RECORD EXTRACTS:

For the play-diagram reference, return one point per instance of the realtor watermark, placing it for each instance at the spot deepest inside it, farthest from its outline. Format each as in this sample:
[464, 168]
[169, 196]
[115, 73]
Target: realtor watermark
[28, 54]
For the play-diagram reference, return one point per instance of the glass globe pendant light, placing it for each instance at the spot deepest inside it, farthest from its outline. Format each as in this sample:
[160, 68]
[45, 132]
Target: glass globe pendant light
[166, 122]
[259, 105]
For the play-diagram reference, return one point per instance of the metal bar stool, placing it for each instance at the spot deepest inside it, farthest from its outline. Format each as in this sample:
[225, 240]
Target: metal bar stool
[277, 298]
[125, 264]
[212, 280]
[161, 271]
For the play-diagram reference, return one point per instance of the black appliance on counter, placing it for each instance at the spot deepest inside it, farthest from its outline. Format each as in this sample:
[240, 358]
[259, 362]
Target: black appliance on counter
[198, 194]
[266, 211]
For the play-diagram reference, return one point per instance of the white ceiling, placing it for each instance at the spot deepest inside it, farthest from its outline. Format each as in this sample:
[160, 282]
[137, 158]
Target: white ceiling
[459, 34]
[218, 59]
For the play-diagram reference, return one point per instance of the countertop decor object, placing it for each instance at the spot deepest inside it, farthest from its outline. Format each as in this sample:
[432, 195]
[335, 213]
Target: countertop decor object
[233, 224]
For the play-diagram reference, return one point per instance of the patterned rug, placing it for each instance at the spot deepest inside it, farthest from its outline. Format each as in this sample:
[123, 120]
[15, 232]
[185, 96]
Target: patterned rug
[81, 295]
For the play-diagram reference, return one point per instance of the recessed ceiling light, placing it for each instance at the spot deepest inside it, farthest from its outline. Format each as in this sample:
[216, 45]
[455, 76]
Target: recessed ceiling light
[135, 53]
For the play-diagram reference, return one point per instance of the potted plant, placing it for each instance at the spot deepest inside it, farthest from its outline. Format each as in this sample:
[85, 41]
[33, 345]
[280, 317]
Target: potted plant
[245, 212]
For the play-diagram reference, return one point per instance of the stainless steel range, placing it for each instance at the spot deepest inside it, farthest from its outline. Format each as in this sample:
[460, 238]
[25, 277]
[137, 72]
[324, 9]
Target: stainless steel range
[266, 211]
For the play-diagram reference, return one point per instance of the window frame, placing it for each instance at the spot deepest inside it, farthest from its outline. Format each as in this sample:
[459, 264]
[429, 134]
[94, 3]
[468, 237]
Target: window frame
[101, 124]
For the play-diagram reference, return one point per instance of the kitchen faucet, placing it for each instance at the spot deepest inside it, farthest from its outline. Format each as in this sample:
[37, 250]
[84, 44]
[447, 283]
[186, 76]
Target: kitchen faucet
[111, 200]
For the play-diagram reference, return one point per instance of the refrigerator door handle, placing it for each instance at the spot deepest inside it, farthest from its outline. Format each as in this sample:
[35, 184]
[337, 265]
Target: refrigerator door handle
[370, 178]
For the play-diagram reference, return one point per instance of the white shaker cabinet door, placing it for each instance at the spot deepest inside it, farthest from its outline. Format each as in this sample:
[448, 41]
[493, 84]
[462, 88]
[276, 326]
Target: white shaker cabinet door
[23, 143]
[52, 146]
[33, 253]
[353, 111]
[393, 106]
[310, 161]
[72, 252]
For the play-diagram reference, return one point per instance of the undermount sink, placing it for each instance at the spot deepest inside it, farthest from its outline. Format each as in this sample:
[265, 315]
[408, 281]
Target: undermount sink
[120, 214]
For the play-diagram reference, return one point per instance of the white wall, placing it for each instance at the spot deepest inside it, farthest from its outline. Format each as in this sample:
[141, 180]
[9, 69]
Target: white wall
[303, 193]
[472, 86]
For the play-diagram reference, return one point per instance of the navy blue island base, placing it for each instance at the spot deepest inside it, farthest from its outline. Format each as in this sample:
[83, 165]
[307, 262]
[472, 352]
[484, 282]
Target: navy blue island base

...

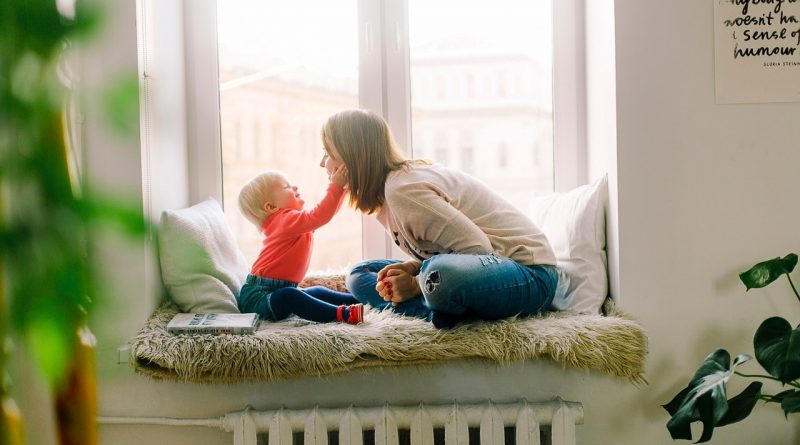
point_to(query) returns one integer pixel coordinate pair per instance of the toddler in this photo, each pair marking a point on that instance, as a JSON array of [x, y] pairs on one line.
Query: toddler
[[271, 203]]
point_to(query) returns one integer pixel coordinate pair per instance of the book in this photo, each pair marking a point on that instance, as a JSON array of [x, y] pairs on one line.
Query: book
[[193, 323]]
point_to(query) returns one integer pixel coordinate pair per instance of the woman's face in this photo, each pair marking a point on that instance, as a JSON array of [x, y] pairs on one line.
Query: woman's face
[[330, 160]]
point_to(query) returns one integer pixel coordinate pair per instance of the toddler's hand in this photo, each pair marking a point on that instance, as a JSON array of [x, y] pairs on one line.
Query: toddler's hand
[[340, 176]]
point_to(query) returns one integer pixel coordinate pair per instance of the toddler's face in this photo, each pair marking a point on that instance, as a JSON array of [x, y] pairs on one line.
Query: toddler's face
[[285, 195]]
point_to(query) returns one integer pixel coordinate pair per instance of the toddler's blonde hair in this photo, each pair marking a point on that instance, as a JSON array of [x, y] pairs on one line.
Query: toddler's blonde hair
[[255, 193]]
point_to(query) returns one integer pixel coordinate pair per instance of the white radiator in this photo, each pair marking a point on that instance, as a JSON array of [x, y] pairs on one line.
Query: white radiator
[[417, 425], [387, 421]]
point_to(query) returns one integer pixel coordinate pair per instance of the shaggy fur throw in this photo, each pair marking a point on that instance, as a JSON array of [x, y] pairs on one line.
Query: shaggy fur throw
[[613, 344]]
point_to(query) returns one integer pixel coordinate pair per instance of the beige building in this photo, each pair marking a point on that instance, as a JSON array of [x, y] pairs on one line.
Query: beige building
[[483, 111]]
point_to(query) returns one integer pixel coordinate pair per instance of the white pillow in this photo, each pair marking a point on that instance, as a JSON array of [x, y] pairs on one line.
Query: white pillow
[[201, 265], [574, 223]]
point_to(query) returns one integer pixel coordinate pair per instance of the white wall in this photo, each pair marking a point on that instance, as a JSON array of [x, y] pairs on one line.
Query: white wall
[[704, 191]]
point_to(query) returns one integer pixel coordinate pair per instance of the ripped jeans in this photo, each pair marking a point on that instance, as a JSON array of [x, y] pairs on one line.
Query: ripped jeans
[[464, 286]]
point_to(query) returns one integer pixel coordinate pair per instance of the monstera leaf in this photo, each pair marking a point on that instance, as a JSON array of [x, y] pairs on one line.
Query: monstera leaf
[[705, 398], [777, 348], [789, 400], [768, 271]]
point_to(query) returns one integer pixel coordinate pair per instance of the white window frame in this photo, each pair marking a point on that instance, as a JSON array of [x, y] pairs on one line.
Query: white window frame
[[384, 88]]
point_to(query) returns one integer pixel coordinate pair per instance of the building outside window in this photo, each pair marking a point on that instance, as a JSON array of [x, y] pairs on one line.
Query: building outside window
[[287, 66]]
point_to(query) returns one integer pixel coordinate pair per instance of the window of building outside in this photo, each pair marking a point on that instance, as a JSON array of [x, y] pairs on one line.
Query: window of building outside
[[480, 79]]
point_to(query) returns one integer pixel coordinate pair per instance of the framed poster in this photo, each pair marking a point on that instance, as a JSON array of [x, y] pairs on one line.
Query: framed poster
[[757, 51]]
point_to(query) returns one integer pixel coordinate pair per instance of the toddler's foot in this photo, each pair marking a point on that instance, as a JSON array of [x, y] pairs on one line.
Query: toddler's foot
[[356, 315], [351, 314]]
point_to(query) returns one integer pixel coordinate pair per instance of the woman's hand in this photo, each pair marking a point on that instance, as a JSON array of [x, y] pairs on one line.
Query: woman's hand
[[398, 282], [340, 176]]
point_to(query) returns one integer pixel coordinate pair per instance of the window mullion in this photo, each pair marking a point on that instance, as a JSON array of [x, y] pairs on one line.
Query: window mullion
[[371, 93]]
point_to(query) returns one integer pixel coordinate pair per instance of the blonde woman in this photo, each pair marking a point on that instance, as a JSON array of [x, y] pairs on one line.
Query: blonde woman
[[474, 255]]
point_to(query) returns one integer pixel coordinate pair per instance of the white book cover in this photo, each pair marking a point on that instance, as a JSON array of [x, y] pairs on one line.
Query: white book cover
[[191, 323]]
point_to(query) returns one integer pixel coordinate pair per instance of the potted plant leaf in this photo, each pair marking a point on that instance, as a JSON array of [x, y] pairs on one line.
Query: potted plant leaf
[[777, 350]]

INSTRUCTIONS FOR THE TASK:
Within the data above, the lines from the one with "the window mullion" to the one with "of the blonde" must be repeated exactly; no other line belongs in the answer.

TASK SOLUTION:
point_to(query) returns one integer pixel coordinate pair per instance of the window mullion in this photo, each pair marking a point on that instance, as a JSON array of [x, y] pairs on one line.
Query: window mullion
[[371, 93]]
point_to(query) returns one integer pixel coordinate pair per instance of the blonde woman in this photo, each pair marking a point on that instance, as a JSON array of [x, y] pairs on one line.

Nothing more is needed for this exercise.